Provided data
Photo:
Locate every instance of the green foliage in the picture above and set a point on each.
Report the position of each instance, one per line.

---

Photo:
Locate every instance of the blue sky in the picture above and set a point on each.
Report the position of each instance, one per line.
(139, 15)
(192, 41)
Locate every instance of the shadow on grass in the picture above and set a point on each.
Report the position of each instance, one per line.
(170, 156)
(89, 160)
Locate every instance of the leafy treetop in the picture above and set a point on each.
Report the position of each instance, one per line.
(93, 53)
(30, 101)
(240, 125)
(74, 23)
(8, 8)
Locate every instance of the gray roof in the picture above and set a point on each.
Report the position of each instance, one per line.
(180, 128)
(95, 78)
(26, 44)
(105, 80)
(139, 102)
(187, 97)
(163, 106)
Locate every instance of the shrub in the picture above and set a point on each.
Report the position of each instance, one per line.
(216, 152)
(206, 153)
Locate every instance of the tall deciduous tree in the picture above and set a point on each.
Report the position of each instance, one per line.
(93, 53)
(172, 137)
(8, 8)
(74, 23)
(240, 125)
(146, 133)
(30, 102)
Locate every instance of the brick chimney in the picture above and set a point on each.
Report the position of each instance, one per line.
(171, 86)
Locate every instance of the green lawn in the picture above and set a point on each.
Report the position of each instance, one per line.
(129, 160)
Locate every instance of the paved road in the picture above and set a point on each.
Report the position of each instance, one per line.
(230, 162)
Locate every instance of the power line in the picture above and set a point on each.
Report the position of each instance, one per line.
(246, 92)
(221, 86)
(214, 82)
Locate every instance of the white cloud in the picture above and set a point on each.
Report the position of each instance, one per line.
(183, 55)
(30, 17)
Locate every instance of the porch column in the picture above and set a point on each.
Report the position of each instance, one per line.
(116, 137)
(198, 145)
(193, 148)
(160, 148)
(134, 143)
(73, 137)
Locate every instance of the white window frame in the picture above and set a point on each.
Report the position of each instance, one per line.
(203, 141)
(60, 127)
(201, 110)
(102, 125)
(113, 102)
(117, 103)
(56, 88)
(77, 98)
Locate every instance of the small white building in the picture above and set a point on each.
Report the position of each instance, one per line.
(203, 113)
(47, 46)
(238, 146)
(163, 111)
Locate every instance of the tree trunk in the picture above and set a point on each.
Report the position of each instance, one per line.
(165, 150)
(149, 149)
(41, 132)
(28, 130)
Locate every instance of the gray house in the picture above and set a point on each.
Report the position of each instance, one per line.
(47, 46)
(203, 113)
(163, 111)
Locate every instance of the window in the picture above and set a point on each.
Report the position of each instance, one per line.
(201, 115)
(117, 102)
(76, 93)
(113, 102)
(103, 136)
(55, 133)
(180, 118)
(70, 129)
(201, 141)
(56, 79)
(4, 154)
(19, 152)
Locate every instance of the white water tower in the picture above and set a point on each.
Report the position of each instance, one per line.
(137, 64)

Exercise details
In the listing above, find each line containing "window" and copy it.

Task answer
Locate every instance of the white window frame in the picture above and set a point on each.
Locate every instance of the window in the picture above and set a point on each.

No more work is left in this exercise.